Revise the records starting at the first line and ending at the line with "x=281 y=128", changing "leafy" to "green" and keeping everything else the same. Return only those lines.

Source records:

========================================================================

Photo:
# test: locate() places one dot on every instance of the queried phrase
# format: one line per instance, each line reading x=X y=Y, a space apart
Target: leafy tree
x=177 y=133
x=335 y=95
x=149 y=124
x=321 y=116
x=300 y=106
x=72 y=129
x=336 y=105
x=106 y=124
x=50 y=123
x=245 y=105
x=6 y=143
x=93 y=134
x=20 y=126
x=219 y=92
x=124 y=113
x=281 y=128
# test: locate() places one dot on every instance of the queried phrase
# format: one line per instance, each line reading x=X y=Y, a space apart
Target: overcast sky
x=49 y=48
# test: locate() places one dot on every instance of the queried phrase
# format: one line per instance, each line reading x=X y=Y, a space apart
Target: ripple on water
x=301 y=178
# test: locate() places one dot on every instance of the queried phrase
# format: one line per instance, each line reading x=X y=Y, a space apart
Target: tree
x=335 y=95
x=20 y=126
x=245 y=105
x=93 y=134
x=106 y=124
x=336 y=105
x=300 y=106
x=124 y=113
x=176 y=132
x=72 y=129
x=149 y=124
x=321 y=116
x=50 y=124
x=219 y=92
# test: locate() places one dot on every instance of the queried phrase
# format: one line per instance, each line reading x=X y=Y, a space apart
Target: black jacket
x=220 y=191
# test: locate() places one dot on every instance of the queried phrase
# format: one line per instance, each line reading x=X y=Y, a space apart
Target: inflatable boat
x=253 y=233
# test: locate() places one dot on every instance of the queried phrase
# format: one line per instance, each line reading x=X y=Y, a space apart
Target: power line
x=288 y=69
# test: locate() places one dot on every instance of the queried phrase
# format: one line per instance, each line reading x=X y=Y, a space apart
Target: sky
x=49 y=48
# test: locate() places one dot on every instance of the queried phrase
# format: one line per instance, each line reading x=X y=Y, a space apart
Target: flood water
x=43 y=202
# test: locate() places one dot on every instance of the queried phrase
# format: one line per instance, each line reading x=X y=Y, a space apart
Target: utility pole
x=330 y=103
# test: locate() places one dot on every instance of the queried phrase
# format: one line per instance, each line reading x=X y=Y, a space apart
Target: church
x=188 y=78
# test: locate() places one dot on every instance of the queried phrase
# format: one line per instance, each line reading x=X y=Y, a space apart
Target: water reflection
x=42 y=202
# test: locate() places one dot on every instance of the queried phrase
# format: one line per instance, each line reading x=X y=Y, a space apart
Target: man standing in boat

========================================================================

Exercise response:
Photo:
# test: locate() places one dot on every instance of the queried phrase
# format: one line per instance, each line reading x=X y=Y, a space apart
Target: green tree
x=177 y=133
x=335 y=95
x=149 y=124
x=321 y=116
x=300 y=106
x=72 y=129
x=336 y=105
x=106 y=124
x=50 y=123
x=245 y=105
x=6 y=143
x=93 y=134
x=20 y=126
x=219 y=92
x=124 y=113
x=281 y=128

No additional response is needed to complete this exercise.